# [Supplied text]

Yet after justifying the ticket price (starting at $599 for daily general admission) and finding their way to the remote desert city of Indio, California, attendees can attest that Coachella is no longer the lawless, rough-and-tumble festival with questionable facilities, safety standards, and disability access it once was. Having found its footing in recent years, the cost of entry goes toward many experiences that are increasingly rare in America.
For Le Grande Bouquet Uchronia designed a field of seven 30-foot-tall flower bunches. (Lance Gerber/Courtesy Coachella)
With the weight of deadlines, inhibitions, and expectations lifted from their shoulders, attendees can experience a dual sensation of lightness and immersion within a crowd of phenomenal energy and scale. The grounds buzz with the calm yet vibrant energy of 150,000 people of all ages and persuasions moving about in every direction. To walk through the crowd is to weave through groups linking arms to stick together, couples rushing to shows, audiences both booing and applauding political messages in between songs, dancers setting small yet permeable boundaries with their bodies, and, yes, teenagers posing for selfies.
Wherever people are not moving about, they are staying put. Finding a good spot to vibe is serious business at Coachella, and Public Art Company (PAC) has turned it into something of a science in collaboration with the festival’s art director, Paul Clemente. Raffi Lehrer, founder of PAC and curatorial advisor for Coachella’s art program, commissions three designers to produce large-scale installations each year that bring the vast, grassy expanse between the largest music venues down to a human scale.
At night the installations were illuminated. (Lance Gerber/Courtesy Coachella)
Importantly, the designers selected by PAC are hardly at comparable levels of fame to those performing on stage; rather, they are typically young, resourceful, and proficient at small-scale proofs of concept. Clemente’s core team of 28 people works with the designers to plan, fabricate, and install them, while the larger effort brings in numerous vendors, including lighting designers, structural engineers, and crane operators. “These are not artworks that exist in a contained white cube,” Lehrer told AN. “They exist outside around huge crowds, so safety is always our top priority. Every installation undergoes review during the proposal development process to ensure it can be built and maintained safely.”

# [Dataset content]

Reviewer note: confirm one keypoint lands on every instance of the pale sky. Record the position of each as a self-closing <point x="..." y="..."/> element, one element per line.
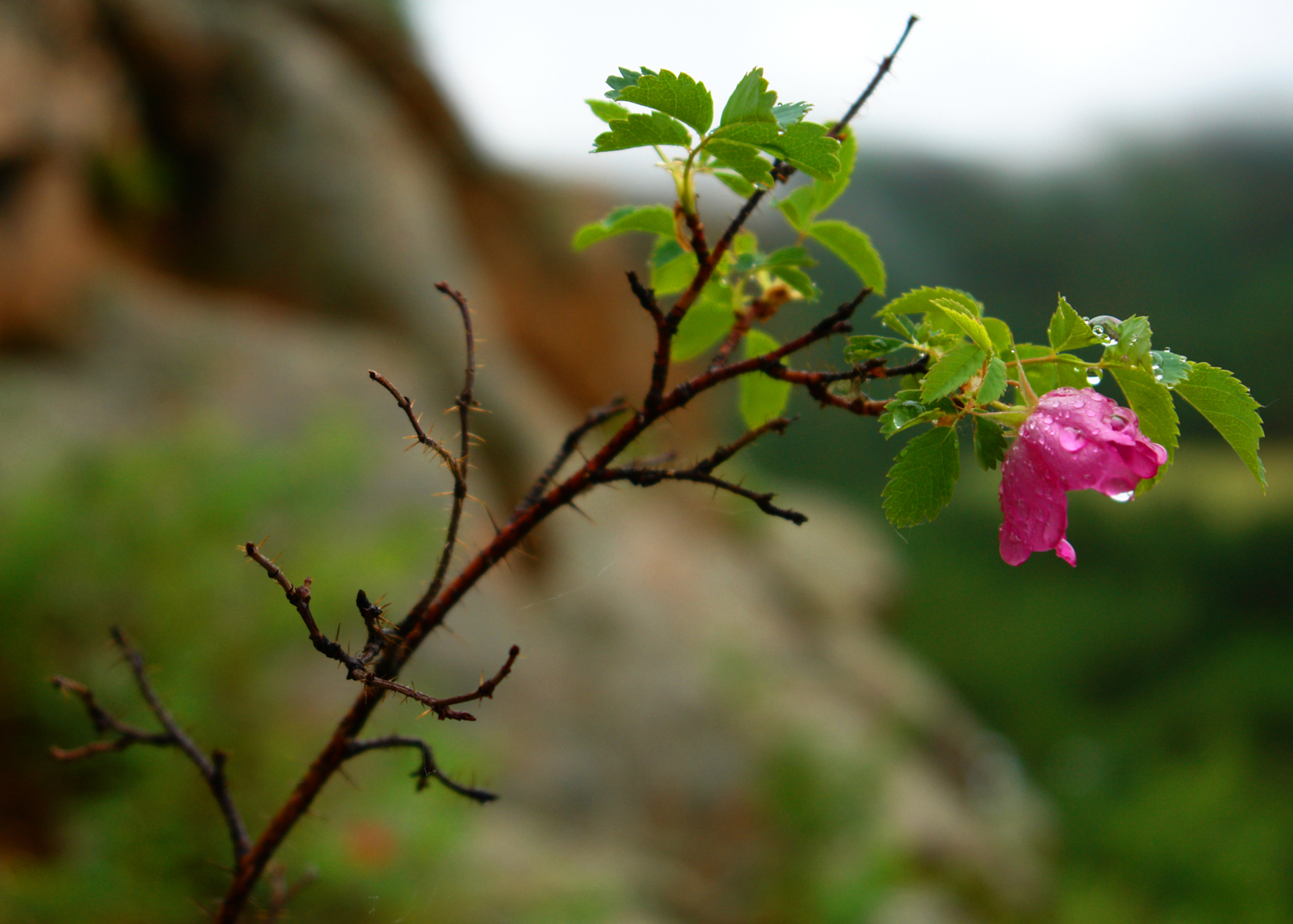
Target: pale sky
<point x="1021" y="83"/>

# [Direction 1]
According to the Coachella text, how many people are on Paul Clemente's core team?
# [Direction 2]
Write the next part of the Coachella text, picking up after its final sentence.
The material was drawn from a different source than the Coachella text.

# [Exercise output 1]
28 people.

# [Exercise output 2]
Each in their own way, the work of this year’s designers offered the senses of lightness and immersion guests work so hard to achieve in themselves through attendance. In turn, the designers drew clear inspiration from the ephemeral, transitory nature of festival installations by avant-garde midcentury designers with few signs of having watered down their concepts.
In Le Grande Bouquet, Uchronia applied its sumptuous interior design sensibilities to one of its first outdoor installations: a field of seven 30-foot-tall flower bunches scattered across the center of the site. The firm, which takes its own name from the literary term for a fictional time period, drew inspiration from both the fleeting beauty of Southern California wildflower super blooms and the inflatable installations of avant-garde midcentury designers, including Haus Rucker Co. and Ant Farm. Bean bag chairs cleverly covered up the bases, from which attendees could leisurely check out Travis Scott’s set on their left and the Original Misfits on their right.
Taffy comprised seven mesh towers that proved respite from the blazing sun. (Lance Gerber/Courtesy Coachella)
Stephanie Lin of Present Forms designed Taffy as a similarly field-like array of seven scalloped mesh towers ranging between 25 and 50 feet tall. From a distance, they appeared as opaque as the mountain range far in the distance. Up close, Lin sought to immerse festivalgoers within structures that dissolved in the sunlight while providing ample seating for visitors to flock to its long fields of shade. From certain angles, it magically appeared as lightweight as the 1,500-foot-long Balloon Chain that has hung in the festival sky every year since 2009; it virtually melted into the crowd when it was cast in Brat green during Charli XCX’s set.
On Take Flight, some of the turbines are motor-powered, while others rely on wind. (Lance Gerber/Courtesy Coachella)
And though Isabel+Helen’s Take Flight, a kinetic sculpture towering 60 feet over the site, appeared virtually untethered to the earth, attendees unhurriedly basked in the shifting shadows produced by its wide turbines. The sculpture was ten times the size of its referent, Power Suits, a collection of wearable energy generators the London-based firm designed to imbue their wearers with a personal sense of lightness. Some of its turbines are motor-powered, while others authentically reflect the intensity of desert winds.
“These installations are in dialogue with the desert itself, amplifying its rhythms, its mirages, and its fleeting moments,” said Lehrer, who worked with the designers for nearly a year to ensure their installations were as well-engineered as everything else on-site. “Each work offers a different proposition: a machine that never quite flies, a flower that never quite wilts, a building that never quite stands still.” Where else, in America’s overly risk-managed building culture, can young designers scale up their visions without staggering compromise?
Shane Reiner-Roth is a writer and lecturer on architecture and urbanism.